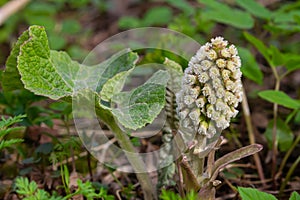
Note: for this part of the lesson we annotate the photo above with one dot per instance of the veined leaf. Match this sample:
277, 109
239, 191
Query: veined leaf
37, 68
251, 193
250, 67
224, 14
54, 74
280, 98
254, 8
11, 79
114, 85
119, 62
140, 106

**WORK REQUIRED:**
Your task is to repeat the data above exactly while excluding the pictures.

**OUTPUT OF THE TASK:**
Note: for this part of the lesson we annotate the photo above with one dot per instance of the veined leaf. Match this sample:
277, 109
239, 191
Query: veined leaf
37, 68
251, 193
250, 67
224, 14
54, 74
280, 98
254, 8
11, 79
114, 85
119, 62
140, 106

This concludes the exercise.